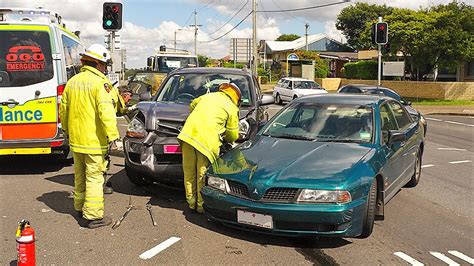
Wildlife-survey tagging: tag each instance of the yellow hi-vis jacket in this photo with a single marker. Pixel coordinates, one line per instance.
(212, 117)
(87, 113)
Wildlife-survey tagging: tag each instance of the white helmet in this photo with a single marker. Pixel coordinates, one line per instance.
(97, 51)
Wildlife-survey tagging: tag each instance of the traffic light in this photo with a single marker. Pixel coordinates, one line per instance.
(112, 16)
(381, 33)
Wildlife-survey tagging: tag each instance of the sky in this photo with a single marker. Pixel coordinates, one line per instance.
(151, 23)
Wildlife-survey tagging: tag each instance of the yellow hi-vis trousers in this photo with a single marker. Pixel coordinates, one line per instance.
(88, 185)
(194, 168)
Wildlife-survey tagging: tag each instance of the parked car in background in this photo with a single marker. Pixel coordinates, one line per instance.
(288, 89)
(142, 82)
(159, 120)
(323, 165)
(371, 89)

::::

Problem description - Rewrite all of the records above with "single marker" switched to "single dot" and everything else unchanged. Leave the pictures out.

Solution for this exercise -
Wildlife-survey tagging: tag each instance of the yellow hi-vis jacket in this photo with a single dot. Pixel coordinates, one line per instance.
(212, 117)
(87, 113)
Wildlife-survey tagging: tag each instance of the white helmet in this photo with a single dot. Pixel coordinates, one line per instance.
(97, 51)
Wildlife-survey tagging: tag each instance of the traffic light in this photo with a single dot. Pixel coordinates, one line per instance.
(112, 16)
(381, 33)
Wildlife-survey tagging: tag each instance of the sky in this photo with a single dot. Pixel coordinates, one line per instance.
(151, 23)
Wildlife-survey tagging: tag each instance of the yellow hi-vis trousers in this photo with a single dot. Pixel coordinates, one line per instance.
(88, 185)
(194, 168)
Wildlife-survey tagging: tag each instance of the parked car in background in this photo with a single dot. Pixel coordinates, one line per instance.
(288, 89)
(142, 82)
(159, 120)
(323, 165)
(371, 89)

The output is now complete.